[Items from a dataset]
==================================================

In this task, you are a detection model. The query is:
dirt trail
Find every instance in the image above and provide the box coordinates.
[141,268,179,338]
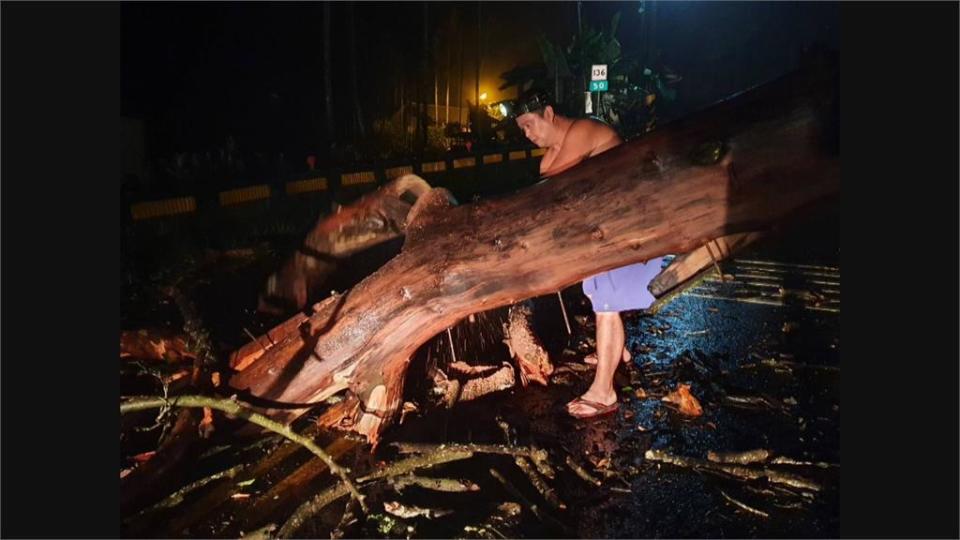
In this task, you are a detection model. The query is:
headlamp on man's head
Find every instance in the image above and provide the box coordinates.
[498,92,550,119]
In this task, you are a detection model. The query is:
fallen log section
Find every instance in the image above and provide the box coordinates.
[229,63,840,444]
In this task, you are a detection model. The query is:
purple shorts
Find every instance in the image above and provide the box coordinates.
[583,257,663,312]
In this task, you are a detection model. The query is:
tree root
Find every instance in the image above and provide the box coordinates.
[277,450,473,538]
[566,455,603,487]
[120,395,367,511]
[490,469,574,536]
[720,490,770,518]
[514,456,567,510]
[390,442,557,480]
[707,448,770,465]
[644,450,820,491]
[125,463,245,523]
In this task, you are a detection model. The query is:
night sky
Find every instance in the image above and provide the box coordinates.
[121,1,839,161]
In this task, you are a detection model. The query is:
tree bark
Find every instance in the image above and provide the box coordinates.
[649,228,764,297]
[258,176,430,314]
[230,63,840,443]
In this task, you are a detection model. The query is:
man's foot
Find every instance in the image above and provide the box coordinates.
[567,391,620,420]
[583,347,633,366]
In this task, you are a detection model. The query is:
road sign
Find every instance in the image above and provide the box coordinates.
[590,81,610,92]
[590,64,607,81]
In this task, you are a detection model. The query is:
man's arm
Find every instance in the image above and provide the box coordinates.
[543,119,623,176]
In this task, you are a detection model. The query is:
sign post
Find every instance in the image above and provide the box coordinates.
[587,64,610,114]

==================================================

## Written problem:
Rewrite every item above as a numbered list with no blank lines, and leave the pictures out.

## Exercise result:
1. In this task, you are a detection model. The query is:
2. dirt trail
3. Find every instance in the image above and provide the box coordinates.
4. [141,268,179,338]
5. In this task, you are a detection model. The query is:
6. headlamp on man's head
7. Find every instance in the image above and provide the box coordinates.
8. [498,92,550,119]
9. In this task, you are a detection model. The query is:
10. fallen log section
11. Find every instance in the image above and provide the box coordinates.
12. [229,63,840,444]
13. In this task, you are a detection model. The query is:
14. purple shorts
15. Find every instance in the image above and provide the box coordinates.
16. [583,257,663,312]
17. In this task, you are a detection model. The query is:
18. tree root
19. Find every instance in the image above and provide the box coordinates.
20. [277,450,473,538]
21. [566,455,603,487]
22. [120,395,367,511]
23. [490,469,574,536]
24. [720,490,770,518]
25. [514,456,567,510]
26. [390,442,557,480]
27. [707,448,770,465]
28. [644,450,820,491]
29. [125,463,245,523]
30. In this task, you are a detection model. The query is:
31. night sky
32. Find every instance in the image above and provide the box coordinates.
33. [121,1,839,161]
34. In this task, you are a detection model. The query is:
35. tree bark
36. Find every instance in the image above and provide the box coordinates.
37. [649,228,764,297]
38. [258,176,430,314]
39. [230,63,840,443]
40. In this task, you are a detection model. The query is:
41. man's foot
42. Find every instance in the image above and provide the box coordinates.
43. [567,391,620,420]
44. [583,347,633,366]
45. In this task, you are a detection model. The query is:
46. road sign
47. Find every instance in the image above and provide the box coordinates.
48. [590,81,610,92]
49. [590,64,607,81]
50. In this task, you are a detection model. The query is:
51. man's arm
52. Find every instance in the image above and provide the box coordinates.
53. [543,119,623,176]
54. In this task, you are a detection model. The query is:
55. sign post
56. Find every instance in the image above and provide the box coordinates.
57. [587,64,610,114]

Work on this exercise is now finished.